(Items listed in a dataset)
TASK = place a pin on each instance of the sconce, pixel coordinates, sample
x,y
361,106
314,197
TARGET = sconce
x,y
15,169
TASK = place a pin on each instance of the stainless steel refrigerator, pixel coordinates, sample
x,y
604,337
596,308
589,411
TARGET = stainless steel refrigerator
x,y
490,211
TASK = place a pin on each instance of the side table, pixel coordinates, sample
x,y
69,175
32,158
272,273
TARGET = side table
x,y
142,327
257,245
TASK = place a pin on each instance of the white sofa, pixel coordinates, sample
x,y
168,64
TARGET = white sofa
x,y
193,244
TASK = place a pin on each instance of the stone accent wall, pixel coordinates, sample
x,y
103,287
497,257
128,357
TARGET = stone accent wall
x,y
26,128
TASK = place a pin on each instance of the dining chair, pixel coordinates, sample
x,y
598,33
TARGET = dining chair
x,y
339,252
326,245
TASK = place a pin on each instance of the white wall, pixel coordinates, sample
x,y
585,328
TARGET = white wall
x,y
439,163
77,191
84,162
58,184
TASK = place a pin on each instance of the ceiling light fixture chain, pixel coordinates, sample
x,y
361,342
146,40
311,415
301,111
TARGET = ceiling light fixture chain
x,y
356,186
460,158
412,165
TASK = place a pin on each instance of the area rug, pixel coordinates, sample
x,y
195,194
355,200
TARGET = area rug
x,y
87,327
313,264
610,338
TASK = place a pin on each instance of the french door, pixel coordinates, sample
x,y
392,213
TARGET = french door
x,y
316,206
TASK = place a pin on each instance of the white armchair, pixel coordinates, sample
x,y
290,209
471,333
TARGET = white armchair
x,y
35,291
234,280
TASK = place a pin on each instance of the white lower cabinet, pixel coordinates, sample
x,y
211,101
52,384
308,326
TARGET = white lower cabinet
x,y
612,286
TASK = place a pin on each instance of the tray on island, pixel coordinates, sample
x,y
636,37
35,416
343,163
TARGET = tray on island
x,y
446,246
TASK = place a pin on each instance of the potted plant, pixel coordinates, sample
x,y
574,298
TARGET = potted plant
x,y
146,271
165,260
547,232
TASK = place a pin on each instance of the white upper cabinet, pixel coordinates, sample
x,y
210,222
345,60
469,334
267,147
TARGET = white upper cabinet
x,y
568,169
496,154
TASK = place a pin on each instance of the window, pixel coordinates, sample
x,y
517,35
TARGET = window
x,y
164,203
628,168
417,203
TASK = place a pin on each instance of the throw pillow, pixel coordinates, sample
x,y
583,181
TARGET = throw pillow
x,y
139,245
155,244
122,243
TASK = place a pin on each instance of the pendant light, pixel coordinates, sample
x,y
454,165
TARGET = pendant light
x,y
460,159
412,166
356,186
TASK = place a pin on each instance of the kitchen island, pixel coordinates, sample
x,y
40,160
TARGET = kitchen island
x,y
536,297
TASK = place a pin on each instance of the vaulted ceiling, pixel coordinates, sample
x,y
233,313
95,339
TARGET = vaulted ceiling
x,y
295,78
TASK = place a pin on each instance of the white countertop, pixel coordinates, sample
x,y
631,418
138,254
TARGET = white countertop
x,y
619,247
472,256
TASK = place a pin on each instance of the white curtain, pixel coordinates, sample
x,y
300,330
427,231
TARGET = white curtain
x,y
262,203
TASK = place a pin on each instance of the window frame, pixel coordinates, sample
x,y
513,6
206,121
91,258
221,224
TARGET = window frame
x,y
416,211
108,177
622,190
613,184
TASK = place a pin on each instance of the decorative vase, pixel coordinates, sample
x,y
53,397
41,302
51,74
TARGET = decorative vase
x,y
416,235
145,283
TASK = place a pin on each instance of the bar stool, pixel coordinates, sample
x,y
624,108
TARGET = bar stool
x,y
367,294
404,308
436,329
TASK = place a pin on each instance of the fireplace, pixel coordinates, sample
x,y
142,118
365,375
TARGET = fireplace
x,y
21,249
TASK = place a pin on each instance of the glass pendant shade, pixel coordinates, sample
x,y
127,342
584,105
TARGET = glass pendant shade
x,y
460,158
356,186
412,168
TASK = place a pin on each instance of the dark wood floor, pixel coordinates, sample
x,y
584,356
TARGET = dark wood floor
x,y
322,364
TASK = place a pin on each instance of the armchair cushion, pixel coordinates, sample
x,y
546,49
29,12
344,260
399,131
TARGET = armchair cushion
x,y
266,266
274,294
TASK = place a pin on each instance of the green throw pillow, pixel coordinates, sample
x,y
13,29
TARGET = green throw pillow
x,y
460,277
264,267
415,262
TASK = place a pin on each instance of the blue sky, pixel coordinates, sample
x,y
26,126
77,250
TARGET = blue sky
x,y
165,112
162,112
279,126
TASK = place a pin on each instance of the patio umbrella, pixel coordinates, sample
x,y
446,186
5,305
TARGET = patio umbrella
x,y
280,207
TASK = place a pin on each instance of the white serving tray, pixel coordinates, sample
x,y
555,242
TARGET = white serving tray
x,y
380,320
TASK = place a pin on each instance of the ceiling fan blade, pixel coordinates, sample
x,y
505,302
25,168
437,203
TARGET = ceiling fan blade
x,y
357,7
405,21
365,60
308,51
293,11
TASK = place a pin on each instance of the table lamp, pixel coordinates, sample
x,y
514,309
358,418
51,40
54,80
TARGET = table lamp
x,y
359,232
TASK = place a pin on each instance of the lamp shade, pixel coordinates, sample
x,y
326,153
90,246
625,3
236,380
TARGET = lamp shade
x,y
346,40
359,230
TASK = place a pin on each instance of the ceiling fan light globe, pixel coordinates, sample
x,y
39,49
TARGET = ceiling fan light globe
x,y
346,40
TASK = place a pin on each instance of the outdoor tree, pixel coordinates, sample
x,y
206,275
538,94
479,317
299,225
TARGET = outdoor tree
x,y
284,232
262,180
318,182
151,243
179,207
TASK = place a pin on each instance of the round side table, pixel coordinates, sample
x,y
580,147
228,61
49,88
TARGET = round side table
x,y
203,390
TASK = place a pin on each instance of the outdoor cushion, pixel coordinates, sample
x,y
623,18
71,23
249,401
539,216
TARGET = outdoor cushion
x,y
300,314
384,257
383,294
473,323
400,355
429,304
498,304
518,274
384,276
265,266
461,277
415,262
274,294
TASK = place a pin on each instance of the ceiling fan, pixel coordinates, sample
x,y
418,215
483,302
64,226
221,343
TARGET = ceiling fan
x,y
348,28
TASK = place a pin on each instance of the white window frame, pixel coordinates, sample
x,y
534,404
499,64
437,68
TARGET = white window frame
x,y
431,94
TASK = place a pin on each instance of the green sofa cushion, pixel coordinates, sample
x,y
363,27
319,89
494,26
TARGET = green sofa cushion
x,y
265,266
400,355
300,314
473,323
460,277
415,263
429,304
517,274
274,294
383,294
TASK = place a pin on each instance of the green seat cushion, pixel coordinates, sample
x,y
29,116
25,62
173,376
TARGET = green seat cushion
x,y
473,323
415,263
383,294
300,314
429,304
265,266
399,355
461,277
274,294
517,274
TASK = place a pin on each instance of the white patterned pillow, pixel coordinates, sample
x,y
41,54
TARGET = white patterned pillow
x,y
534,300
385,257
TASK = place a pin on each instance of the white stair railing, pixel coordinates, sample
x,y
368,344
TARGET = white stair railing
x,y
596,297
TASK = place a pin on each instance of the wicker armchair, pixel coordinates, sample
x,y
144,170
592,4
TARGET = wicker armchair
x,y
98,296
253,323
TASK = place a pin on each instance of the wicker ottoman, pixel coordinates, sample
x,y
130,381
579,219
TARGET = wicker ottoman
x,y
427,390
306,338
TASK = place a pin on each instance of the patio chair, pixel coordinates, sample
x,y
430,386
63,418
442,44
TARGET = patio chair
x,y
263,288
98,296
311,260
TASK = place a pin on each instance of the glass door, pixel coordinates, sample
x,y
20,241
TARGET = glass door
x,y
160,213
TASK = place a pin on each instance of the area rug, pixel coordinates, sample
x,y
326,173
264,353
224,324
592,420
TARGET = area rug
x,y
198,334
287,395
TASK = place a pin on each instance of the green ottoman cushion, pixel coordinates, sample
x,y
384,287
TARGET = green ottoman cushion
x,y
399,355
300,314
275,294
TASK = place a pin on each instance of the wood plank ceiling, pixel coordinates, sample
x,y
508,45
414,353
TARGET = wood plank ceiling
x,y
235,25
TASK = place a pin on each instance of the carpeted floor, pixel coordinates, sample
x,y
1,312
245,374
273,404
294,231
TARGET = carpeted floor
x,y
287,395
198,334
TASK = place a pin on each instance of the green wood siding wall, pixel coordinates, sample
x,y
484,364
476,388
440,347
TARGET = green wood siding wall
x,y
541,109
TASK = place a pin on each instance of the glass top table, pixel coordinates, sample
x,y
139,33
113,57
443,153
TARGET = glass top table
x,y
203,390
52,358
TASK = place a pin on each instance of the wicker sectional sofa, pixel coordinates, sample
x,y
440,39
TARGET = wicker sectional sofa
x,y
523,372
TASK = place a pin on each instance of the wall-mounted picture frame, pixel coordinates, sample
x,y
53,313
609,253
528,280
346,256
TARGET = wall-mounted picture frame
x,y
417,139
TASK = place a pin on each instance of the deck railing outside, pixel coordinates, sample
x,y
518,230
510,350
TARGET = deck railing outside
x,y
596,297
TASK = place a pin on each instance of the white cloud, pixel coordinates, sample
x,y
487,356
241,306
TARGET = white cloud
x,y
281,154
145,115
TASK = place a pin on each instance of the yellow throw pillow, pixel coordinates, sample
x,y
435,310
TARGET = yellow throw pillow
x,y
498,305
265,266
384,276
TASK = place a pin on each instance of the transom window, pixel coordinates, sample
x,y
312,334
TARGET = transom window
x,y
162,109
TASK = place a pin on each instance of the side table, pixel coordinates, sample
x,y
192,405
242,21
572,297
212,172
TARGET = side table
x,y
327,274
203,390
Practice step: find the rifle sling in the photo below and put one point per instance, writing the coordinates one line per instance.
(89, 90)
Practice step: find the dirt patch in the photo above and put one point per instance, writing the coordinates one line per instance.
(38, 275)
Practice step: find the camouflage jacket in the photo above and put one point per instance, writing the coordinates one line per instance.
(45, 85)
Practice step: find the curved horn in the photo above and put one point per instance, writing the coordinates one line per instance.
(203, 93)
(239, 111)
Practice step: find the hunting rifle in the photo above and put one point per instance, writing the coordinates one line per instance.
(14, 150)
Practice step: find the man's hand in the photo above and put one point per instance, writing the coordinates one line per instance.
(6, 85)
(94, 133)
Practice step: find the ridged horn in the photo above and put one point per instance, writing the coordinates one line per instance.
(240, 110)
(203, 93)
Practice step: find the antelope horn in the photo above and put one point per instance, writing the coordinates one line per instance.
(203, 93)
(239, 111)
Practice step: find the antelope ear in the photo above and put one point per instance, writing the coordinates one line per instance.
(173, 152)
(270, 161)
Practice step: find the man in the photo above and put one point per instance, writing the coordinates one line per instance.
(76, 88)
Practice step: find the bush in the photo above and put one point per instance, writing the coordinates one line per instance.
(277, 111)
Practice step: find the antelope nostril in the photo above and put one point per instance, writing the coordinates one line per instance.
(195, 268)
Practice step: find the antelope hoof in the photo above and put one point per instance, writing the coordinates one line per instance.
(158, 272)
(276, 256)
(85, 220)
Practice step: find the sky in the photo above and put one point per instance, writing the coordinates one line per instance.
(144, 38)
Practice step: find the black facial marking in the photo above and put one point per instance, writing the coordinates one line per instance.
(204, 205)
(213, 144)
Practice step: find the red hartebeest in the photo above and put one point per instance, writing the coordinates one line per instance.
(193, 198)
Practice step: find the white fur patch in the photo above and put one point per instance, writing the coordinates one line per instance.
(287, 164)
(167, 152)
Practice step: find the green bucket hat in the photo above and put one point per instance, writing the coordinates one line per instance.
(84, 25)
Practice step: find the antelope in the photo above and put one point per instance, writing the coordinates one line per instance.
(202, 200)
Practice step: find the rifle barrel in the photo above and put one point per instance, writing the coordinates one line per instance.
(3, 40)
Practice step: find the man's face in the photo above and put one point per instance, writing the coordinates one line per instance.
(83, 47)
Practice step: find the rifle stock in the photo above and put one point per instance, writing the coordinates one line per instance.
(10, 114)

DESCRIPTION OF THE TASK ▸ Starting at the line that contains "Practice step: find the man's face", print every line through the last one of the records, exactly and with nothing else.

TASK RESPONSE ▸
Practice step: find the man's face in the photo above and put one point per instance, writing the coordinates one line per instance.
(83, 47)
Practice step: find the rifle stock in the photo above and put one point per instance, writing the coordinates one line per instance.
(10, 114)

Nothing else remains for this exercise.